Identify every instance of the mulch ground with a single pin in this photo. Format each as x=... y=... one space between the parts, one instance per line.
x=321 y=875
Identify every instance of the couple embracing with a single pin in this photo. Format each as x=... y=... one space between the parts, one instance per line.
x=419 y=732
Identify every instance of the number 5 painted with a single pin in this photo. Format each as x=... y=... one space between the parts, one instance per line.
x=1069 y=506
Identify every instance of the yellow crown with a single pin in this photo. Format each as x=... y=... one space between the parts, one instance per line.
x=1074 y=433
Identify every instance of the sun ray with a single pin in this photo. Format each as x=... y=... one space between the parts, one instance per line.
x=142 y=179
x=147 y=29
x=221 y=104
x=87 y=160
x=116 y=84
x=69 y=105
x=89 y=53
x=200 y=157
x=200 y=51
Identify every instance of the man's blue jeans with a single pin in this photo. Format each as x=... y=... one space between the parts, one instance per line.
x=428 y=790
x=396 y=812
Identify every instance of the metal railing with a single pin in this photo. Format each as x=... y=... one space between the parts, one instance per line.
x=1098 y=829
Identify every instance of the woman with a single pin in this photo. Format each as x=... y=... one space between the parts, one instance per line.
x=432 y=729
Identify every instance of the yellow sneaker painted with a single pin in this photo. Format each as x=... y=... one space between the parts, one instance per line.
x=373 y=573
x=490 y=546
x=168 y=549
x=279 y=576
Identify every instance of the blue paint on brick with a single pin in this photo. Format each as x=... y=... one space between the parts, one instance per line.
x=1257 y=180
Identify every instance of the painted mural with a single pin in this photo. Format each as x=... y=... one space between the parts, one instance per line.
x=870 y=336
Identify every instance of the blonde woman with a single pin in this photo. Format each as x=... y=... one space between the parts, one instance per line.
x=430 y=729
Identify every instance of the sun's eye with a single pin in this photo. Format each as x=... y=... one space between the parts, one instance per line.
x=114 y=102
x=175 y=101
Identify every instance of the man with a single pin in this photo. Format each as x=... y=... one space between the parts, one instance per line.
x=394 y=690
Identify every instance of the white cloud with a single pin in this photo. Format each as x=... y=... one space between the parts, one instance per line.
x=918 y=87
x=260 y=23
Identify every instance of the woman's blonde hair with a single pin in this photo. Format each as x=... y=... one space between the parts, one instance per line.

— Activity —
Reproduce all of the data exactly as given.

— Output for this exercise —
Identify every instance of the mulch ground with a single pin in this photo. Format each as x=... y=... one space between the parts, one instance per line.
x=321 y=875
Identify every instance of the couple embracing with a single pin in this photo. Format each as x=... y=... one space between the parts, one instance per line.
x=419 y=732
Identify every instance of the number 5 painted with a single pin in this photo. Format each as x=... y=... one space between the parts, one instance per line.
x=1069 y=506
Identify every instance of the yellow crown with a single pin in this photo. Format each as x=... y=... one space between the parts, one instance per line.
x=1074 y=433
Identify every instance of the sun ray with a single pin in this photo. Format each as x=... y=... one space between the parts, one instance per line.
x=142 y=179
x=147 y=29
x=221 y=104
x=87 y=160
x=116 y=84
x=69 y=105
x=89 y=53
x=200 y=157
x=200 y=51
Identify every instance of the man's blue jeans with a single pin in this photo. Format each as x=... y=... one space between the parts, one instance per line.
x=428 y=790
x=396 y=812
Identify every instance of the metal railing with a single pin in this photo. Format each as x=... y=... one space between the parts, one instance per line.
x=1098 y=829
Identify every instance of the woman with a single pin in this photo. Format each as x=... y=... one space between the parts, one instance per line.
x=432 y=729
Identify every instance of the yellow sneaker painted with a single pin in this photo. Format each as x=... y=... one space between the parts, one instance per line.
x=373 y=573
x=490 y=546
x=168 y=549
x=279 y=576
Identify every instance of the blue paint on brick with a single pin in this photo. Format each as x=... y=... one space between the parts, one instance per line.
x=1257 y=180
Identify every instance of the painted mural with a single pin in this photo. Format each as x=... y=... one space between the parts, one instance per line.
x=870 y=336
Identify every instance of the blonde woman with a single pin in this photo. Format each as x=... y=... one space between the parts, one instance per line.
x=430 y=729
Identify every instance of the sun's eye with a single pin in this photo. Format each as x=... y=... one space between the parts, one instance per line.
x=114 y=102
x=175 y=101
Identify every instance of the man with a single pin in this photo. Format each as x=... y=... one space between the parts, one instance per line.
x=394 y=690
Identify every instance of the white cloud with a single pin in this photo. Format each as x=... y=... one space between the parts, one instance per line.
x=918 y=87
x=260 y=23
Identify every instance of the woman's blonde hair with a single pin in this photo. Format each as x=... y=... one space between the parts, one instance per line.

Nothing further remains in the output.